[[ DATA EXTRACTS, beginning ]]

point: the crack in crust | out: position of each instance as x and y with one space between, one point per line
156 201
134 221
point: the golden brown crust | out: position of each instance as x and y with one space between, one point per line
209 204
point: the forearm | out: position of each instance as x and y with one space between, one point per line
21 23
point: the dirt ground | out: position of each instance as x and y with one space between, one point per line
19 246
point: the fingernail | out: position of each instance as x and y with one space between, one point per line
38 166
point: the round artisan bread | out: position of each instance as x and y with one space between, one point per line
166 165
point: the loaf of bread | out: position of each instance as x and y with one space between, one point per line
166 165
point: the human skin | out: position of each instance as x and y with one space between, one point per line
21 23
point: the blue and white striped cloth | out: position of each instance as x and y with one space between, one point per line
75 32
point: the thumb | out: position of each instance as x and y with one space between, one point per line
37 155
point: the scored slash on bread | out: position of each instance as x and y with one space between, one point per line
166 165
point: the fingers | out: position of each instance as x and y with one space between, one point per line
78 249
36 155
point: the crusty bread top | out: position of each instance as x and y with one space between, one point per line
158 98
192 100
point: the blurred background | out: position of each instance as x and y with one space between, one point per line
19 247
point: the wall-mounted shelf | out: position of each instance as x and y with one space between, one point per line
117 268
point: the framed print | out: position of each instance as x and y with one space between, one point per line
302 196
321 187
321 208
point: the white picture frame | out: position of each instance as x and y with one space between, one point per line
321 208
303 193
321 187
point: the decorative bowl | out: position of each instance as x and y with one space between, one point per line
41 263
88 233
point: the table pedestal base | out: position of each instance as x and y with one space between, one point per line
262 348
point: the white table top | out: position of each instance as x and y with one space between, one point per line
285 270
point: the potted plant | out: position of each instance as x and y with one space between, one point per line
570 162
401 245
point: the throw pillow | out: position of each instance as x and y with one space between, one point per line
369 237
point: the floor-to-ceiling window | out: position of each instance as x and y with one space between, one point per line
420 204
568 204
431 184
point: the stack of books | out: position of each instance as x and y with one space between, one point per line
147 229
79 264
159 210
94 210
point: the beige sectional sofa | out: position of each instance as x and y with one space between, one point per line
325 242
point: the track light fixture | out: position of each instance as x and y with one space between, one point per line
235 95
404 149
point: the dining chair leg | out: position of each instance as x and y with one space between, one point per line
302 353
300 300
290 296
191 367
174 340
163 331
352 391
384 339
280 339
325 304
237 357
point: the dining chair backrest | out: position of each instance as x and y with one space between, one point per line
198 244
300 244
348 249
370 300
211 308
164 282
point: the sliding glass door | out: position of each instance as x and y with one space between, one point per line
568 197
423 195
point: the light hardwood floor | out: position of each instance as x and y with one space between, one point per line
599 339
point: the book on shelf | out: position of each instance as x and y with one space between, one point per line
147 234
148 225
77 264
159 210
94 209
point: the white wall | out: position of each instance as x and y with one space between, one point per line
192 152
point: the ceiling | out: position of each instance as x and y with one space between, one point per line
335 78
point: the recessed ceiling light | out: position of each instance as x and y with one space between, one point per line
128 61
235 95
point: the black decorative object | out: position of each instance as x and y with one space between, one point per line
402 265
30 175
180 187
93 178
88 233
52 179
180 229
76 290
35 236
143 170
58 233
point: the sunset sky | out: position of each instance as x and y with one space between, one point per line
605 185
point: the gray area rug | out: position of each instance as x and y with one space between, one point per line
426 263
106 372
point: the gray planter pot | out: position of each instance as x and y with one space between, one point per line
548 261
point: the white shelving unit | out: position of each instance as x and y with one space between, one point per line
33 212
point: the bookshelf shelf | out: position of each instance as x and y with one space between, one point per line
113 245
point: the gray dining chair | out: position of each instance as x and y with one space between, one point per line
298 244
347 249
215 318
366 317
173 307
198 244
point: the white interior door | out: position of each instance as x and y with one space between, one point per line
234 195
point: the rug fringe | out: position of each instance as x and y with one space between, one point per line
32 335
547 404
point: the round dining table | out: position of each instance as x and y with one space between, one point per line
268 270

[[ DATA EXTRACTS, end ]]

- **ACTIVITY**: Please restate every record above word for word.

- **EXPECTED ANSWER**:
point: the crack in crust | out: position of each instance as x and y with one space between, one point per line
156 201
134 221
point: the golden brown crust | out: position of each instance as x and y with one space between, one point per line
209 204
point: the forearm | out: position of each instance as x and y with one space between, one point per line
21 23
point: the dirt ground | out: position of each instance as x and y with one space between, one point per line
19 246
point: the fingernail | out: position of each instance as x and y with one space between, one point per line
38 166
point: the round artisan bread | out: position of each instance as x and y with one space between, one point per line
166 165
point: the loaf of bread | out: position of each instance as x and y with one space between, one point per line
166 165
point: the human skin | out: position of each instance as x and y with one space between, one point per line
21 23
point: the blue and white striped cloth | out: position of each instance as x and y with one space between, one point per line
75 32
point: the thumb | out: position of each instance as x and y with one space between, one point per line
37 155
point: the scored slash on bread | out: position of each instance as x and y with one space between, one point per line
166 165
point: the fingers | out: position of each instance as x and y with one space between, one point per line
78 249
36 155
point: the crusty bread top | out: position of each instance as x and y with one space between, one point per line
158 98
192 100
point: the blurred background | out: position of each instance as x and y with one space between, one point per line
19 247
point: the wall-mounted shelf | out: position of each instance as x and y with one space between, one point per line
117 268
point: the framed print | out: position of each instance as x and y with one space between, one point per line
302 196
321 187
321 208
point: the white picture frame | out: position of each instance as x and y with one space between, one point per line
321 208
303 193
321 187
point: the decorative bowl | out: position of each instance as x and y with one space between, one point per line
41 263
88 233
point: the table pedestal base | out: position of each instance as x and y with one space between, one point per line
262 348
point: the white table top | out: position of each instance as x and y with one space between, one point per line
285 270
point: the potted plant | out: position of each instance as x and y with one space between, one point per line
570 162
401 245
point: the throw pillow | out: position of each instance as x and y with one space between, one point per line
369 237
point: the floor-to-ceiling window | out: position of each instance as x and y with one space between, one point per line
420 204
568 204
431 184
point: the stack of books | out: position of each instance as x and y with one space between, one point per line
147 229
79 264
159 210
94 210
point: the beige sectional sofa | out: position of each instance as x and y with one space between, one point per line
325 242
point: the track light fixture | out: position of each instance as x and y with one space between, one point per line
235 95
404 149
point: the dining chair leg | out: position of each instance as x and y with one space between, one point per line
302 353
300 300
290 296
191 367
174 340
163 331
352 391
384 339
280 339
325 304
237 357
point: the dining chair backrest | out: position of each instance as x and y with one space between, one point per line
198 244
300 244
348 249
370 300
211 308
164 282
point: the sliding glass door | out: position of each instance as x and y with one space between, one point per line
568 197
423 195
point: the light hardwood floor | out: position of each instance as x and y with one space between, one point per line
599 339
point: the book on shelf | out: position of each instance as x and y with one space between, one point per line
147 234
148 225
77 264
159 210
94 209
point: the white wall | out: position of each instance as x and y with one space between, one point per line
192 152
point: the ceiling | out: position of each instance as x and y with one space between, one point per line
335 78
point: the recessed ceiling light | out: position of each instance as x and y with one space between, one point per line
128 61
235 95
point: the black decorative object | out: position of each instance as x and y with one space between, one point per line
402 265
30 175
180 187
93 178
88 233
52 179
180 229
76 290
35 236
143 170
58 233
point: the sunset sky | out: position of each instance as x and y with one space between, one point per line
605 185
point: the gray area rug | out: position of each instance as x and y with one space between, one point per line
426 263
106 372
point: the gray planter pot | out: position of each instance as x and y with one space between, one point per line
548 261
point: the white shelving unit | out: position of each instance as x and y with one space between, one point per line
33 212
point: the bookshelf shelf | out: position of each instance as x and y with one space between, one point per line
113 245
point: the gray dining chair | out: position of each instance as x and y with one space between, one point per line
298 244
347 249
215 318
366 317
173 307
198 244
point: the white interior door | out: position of each instance as x and y with one space between, one point per line
234 195
point: the rug fringe | out: position of each instance as x and y with one space between, one point per line
32 335
547 404
point: the round dining table | out: position of each instance as x and y with one space between, one point per line
268 270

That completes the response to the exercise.